**** Text provided ****

WASHINGTON, D.C. – Attorney General Karl A. Racine yesterday led a coalition of 18 Attorneys General urging the Supreme Court to uphold a robust test for applying Section 2 of the Voting Rights Act (VRA), which prohibits policies and practices that interfere with citizens’ right to vote based on their race. The coalition filed the amicus brief in Brnovich v. Democratic National Committee and Arizona Republican Party v. Democratic National Committee, two consolidated cases concerning Arizona laws that challengers allege make it harder to vote. The coalition argues that the courts apply a sufficient inquiry into whether state laws actually discriminate against voters of color and that the Supreme Court should maintain this standard instead of narrowing it or striking down critical voting rights legislation.
“The right to vote is sacred, and Congress passed the Voting Rights Act specifically to protect that right against a long history of racial discrimination that continues today,” said AG Racine. “The Supreme Court should preserve the robust inquiry that courts have developed to identify laws that prevent voters of color from having a full voice in the political process. Striking down or narrowing these protections will make it harder for all voters to participate in our democracy.”

**** Dataset rows ****

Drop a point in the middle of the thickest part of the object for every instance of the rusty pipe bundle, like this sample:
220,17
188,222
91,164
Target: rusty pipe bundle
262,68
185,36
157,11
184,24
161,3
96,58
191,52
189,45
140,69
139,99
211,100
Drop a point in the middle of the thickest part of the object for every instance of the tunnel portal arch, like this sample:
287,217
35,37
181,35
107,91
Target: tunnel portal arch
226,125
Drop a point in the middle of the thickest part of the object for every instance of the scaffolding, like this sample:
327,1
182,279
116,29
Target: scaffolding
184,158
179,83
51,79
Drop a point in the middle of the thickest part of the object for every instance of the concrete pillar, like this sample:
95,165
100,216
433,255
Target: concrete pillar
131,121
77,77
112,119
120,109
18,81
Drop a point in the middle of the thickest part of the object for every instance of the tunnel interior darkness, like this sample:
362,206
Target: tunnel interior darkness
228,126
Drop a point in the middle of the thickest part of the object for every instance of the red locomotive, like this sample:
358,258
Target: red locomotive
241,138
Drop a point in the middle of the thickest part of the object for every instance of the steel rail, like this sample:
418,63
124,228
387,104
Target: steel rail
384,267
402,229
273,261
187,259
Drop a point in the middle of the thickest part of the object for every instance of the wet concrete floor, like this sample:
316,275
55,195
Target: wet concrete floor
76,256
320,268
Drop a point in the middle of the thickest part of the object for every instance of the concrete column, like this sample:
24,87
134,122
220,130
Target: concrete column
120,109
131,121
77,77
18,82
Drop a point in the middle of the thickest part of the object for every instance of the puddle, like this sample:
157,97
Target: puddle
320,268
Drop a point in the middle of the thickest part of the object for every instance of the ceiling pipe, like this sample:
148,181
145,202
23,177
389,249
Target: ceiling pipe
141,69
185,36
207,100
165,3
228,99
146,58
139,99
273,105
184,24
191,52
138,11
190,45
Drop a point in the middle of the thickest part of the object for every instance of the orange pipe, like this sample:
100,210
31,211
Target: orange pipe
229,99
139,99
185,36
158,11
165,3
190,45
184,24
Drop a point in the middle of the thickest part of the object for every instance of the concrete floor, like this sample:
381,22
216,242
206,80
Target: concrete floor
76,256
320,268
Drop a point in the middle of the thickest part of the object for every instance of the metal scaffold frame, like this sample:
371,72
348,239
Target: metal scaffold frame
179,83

****
**** Dataset rows ****

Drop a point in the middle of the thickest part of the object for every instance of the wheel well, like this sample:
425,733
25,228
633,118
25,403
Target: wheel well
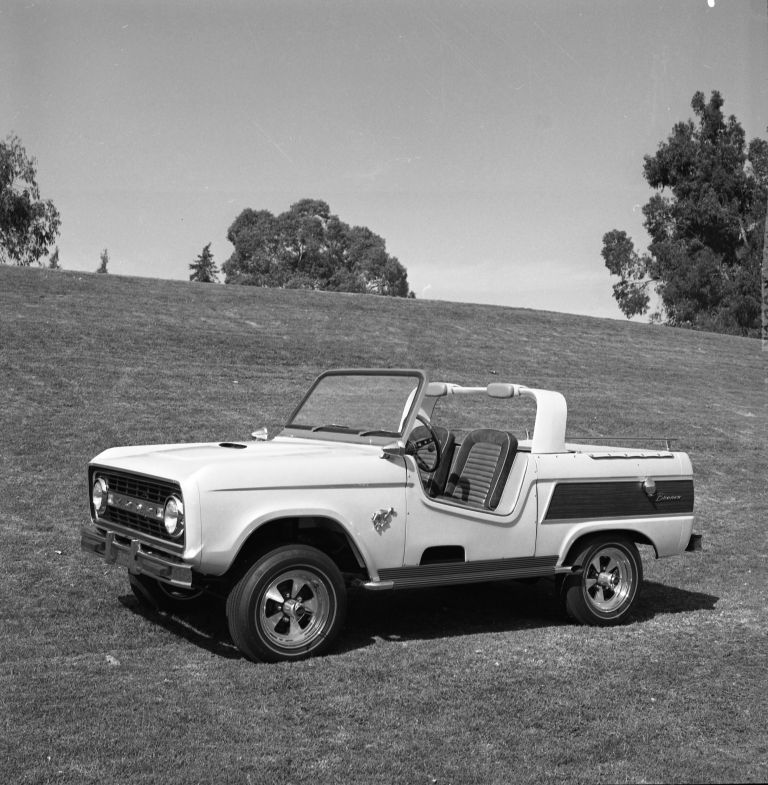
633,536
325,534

****
**** Dataset rows ****

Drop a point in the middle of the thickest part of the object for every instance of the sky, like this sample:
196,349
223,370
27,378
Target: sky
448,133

****

Task list:
1. Repeat the press release about the Voting Rights Act brief word for word, in full.
2. Tally the lines in the records that contain the string "arch" and reply with only that number.
The records bear no relation to the text.

Results in order:
1.
WASHINGTON, D.C. – Attorney General Karl A. Racine yesterday led a coalition of 18 Attorneys General urging the Supreme Court to uphold a robust test for applying Section 2 of the Voting Rights Act (VRA), which prohibits policies and practices that interfere with citizens’ right to vote based on their race. The coalition filed the amicus brief in Brnovich v. Democratic National Committee and Arizona Republican Party v. Democratic National Committee, two consolidated cases concerning Arizona laws that challengers allege make it harder to vote. The coalition argues that the courts apply a sufficient inquiry into whether state laws actually discriminate against voters of color and that the Supreme Court should maintain this standard instead of narrowing it or striking down critical voting rights legislation.
“The right to vote is sacred, and Congress passed the Voting Rights Act specifically to protect that right against a long history of racial discrimination that continues today,” said AG Racine. “The Supreme Court should preserve the robust inquiry that courts have developed to identify laws that prevent voters of color from having a full voice in the political process. Striking down or narrowing these protections will make it harder for all voters to participate in our democracy.”

2. 2